Text for analysis:
────────────────────────────────────────

Brady Snyder / Android Authority
The responses can include richer multimedia content as part of the Neural Expressive redesign. There’s better support for different font sizes and headings to naturally break up text. You might see images or graphics mixed into Gemini responses, which now appear more like articles than raw-text LLM outputs. However, I found that I needed to specifically ask Gemini to show me visuals in responses, and I didn’t see them appear automatically.
The most impressive upgrade might be the new Gemini Live experience. Starting a continuous chat with Gemini Live in the old app felt detached from the regular chatbot user interface. In order to see or copy the transcript of a Gemini Live conversation, you had to end the continuous chat. The new look collapses the dynamic Gemini Live visuals into a small pill at the bottom of the screen, showing Gemini’s spoken responses in plain text in the open space. Users can now view, copy, or share spoken Gemini Live responses without ending the chat, making the entire experience much smoother.
While Gemini Live makes the most of Neural Expressive to upgrade the feature’s looks and functionality, the text-based Gemini experience’s fresh appearance seems to come at the expense of utility.
Gemini’s Neural Expressive UI is less intuitive

Brady Snyder / Android Authority
I’ve readily admitted that the old Gemini user interface had too much clutter, but I’m not sure Neural Expressive is the right solution. It consolidates buttons and features into a clean homepage, which might even trip up power users. The issues are apparent in the text field — there are just three buttons now. There’s a “+” icon, a dictation button, and a Gemini Live button. Looking at the broader homepage design, the Google account and settings menu are also missing.
It’s not immediately clear where any of these missing utilities were relocated. After playing around with the Neural Expressive interface, you’ll realize that tools and attachments have now been combined under the “+” menu. But does this make for an intuitive design that a new Gemini user can quickly learn? I think not, because the “+” symbol is most commonly associated with attachments. Hitting that button to use the Create image, Create video, Canvas, Deep research, or Guided learning tools just doesn’t make sense.
Google didn’t solve the clutter problem the old Gemini app had; it merely moved the clutter to a new place. Now, the combined attachments and tools menu is overstuffed with options, including the Personal Intelligence toggle. The result is having to scroll horizontally to choose between supported attachment types, because they don’t all fit in the crowded selection page at once.

────────────────────────────────────────

Data section:
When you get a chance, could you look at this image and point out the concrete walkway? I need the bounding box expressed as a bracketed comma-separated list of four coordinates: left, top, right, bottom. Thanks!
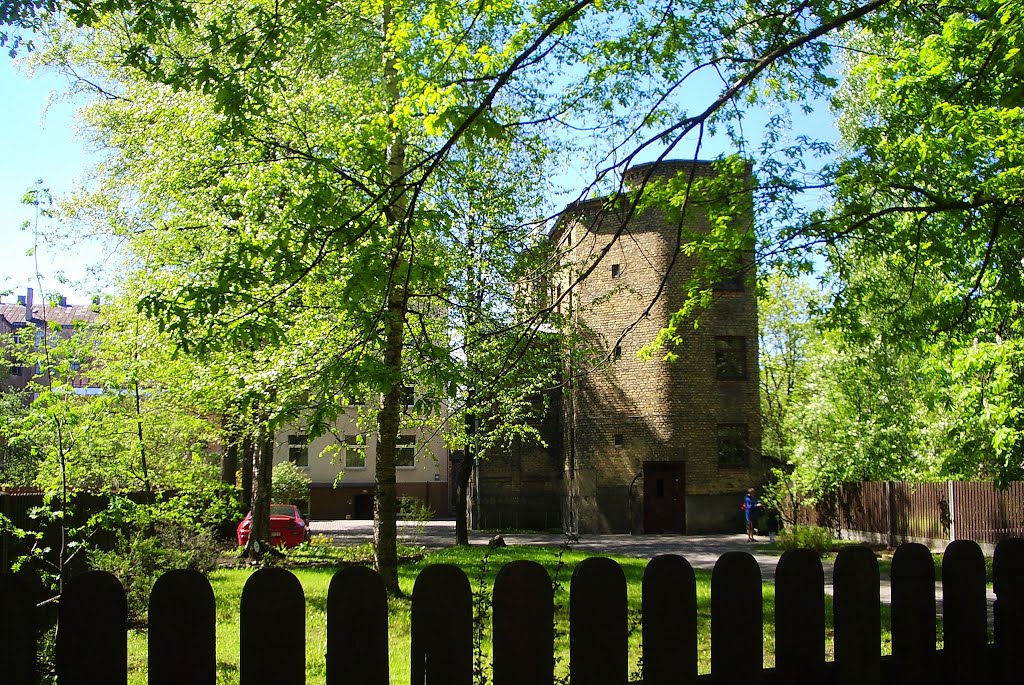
[311, 520, 995, 620]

────────────────────────────────────────

Task instructions:
A. In the review of Gemini's Neural Expressive redesign, which three buttons now sit in the text field?
B. Carry the review of Gemini's Neural Expressive redesign forward from its final paragraph.
The lines can be set aside; none of them is needed here.

Answers provided:
A. A "+" icon, a dictation button, and a Gemini Live button.

B.
Even the sidebar feels overwhelmed by options. It now includes buttons for New chat, Search chats, Images, Videos, and Library, as well as sections for Notebooks and Recents. Scroll down, and you’ll see the new home for your Google account and Gemini app settings.
I’m hoping Google will quickly adjust the Neural Expressive homepage to address these issues. It already fixed one of my gripes. When the new Android app first began rolling out on Monday, May 18, the model picker was only identifiable by a small chevron near the sidebar button (shown in a screenshot above). Now, the chevron dropdown shows the model you’re currently using, making it clear that this is the new home for the model picker.
Make similar changes to the combined attachments and tools menu, and Neural Expressive could be perfect.
The old Gemini app was uglier, but more useful

Brady Snyder / Android Authority
As this appears to be a server-side rollout, I’ve been able to use the new Neural Expressive design language and the old Gemini app user interface side-by-side on different Android phones. There’s no doubt which one looks better — it’s the fresh Neural Expressive app by a mile. But in terms of functionality and utility, I consistently find myself wanting to use the old app.
The minimal homepage redesign is just a facade, and all the options are consolidated and buried behind new menus and pages. It’ll make it harder for new Gemini users to figure out the Android app, because it’s not as obvious where things are. The Gemini Live experience was upgraded to become more stylish and more functional, and I wish the main Gemini homepage got the same treatment.